Can you rewrite the items from the line containing "Outline every instance of the carved" through the end of the items, changing "saint figure" to "statue" and leaving everything else as it is?
## Start DATA TO USE
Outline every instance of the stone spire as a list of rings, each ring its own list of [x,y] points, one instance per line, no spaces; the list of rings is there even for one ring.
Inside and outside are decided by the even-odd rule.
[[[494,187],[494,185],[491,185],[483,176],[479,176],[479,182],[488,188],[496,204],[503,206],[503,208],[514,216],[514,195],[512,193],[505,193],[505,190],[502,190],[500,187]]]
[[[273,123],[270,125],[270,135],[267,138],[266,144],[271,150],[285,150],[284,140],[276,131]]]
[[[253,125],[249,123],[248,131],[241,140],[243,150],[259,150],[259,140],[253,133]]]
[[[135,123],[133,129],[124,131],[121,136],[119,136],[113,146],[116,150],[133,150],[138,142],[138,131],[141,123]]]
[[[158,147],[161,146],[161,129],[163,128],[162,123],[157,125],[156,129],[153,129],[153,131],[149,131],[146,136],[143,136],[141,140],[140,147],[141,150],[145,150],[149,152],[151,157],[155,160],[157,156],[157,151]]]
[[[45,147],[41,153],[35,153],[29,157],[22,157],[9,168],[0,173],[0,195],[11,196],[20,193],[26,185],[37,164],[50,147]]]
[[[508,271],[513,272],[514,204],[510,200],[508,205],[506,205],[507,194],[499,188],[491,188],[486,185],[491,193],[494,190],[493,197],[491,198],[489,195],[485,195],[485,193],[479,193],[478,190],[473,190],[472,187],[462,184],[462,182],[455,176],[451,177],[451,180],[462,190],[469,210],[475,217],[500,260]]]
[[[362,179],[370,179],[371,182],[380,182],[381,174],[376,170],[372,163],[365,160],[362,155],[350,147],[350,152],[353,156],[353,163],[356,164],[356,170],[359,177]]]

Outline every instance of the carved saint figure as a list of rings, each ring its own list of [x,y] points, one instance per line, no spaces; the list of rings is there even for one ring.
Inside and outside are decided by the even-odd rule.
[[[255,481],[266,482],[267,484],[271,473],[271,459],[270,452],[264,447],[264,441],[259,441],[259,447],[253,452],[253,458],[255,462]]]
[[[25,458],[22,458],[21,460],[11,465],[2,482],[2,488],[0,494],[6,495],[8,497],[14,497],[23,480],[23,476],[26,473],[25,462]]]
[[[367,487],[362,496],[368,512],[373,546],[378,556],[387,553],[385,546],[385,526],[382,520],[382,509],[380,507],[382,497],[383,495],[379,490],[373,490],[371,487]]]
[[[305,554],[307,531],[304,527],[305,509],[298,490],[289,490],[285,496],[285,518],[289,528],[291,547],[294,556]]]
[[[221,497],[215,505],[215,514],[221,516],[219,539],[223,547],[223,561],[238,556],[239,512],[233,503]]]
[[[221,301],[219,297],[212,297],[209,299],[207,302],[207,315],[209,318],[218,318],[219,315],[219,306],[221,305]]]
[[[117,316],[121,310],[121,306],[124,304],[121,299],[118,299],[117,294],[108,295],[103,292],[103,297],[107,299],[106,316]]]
## End DATA TO USE
• _PROBLEM SOLUTION_
Outline every instance of the carved statue as a list of rings, each ring its own list of [x,y] points, one instance per line, no spaces; the list of rings is there even for one ring.
Inside and outside are decided by the even-odd rule.
[[[255,481],[266,482],[267,484],[271,473],[271,459],[270,452],[264,447],[264,441],[259,441],[259,447],[253,452],[253,458],[255,462]]]
[[[25,458],[22,458],[21,460],[11,465],[2,482],[2,488],[0,494],[6,495],[8,497],[14,497],[23,480],[23,476],[26,473],[25,462]]]
[[[367,487],[362,496],[368,512],[373,546],[378,556],[387,553],[385,546],[385,526],[382,520],[382,509],[380,507],[382,497],[383,495],[379,490],[373,490],[371,487]]]
[[[305,554],[307,531],[304,527],[305,509],[298,490],[289,490],[285,496],[285,518],[289,528],[291,547],[294,556]]]
[[[221,497],[215,505],[215,514],[221,516],[219,539],[223,547],[223,561],[238,556],[239,512],[233,503]]]
[[[221,301],[219,297],[212,297],[209,299],[207,302],[207,315],[209,318],[218,318],[219,315],[219,306],[221,305]]]
[[[117,316],[121,310],[121,306],[124,304],[121,299],[118,299],[117,294],[108,295],[103,292],[103,297],[107,299],[106,316]]]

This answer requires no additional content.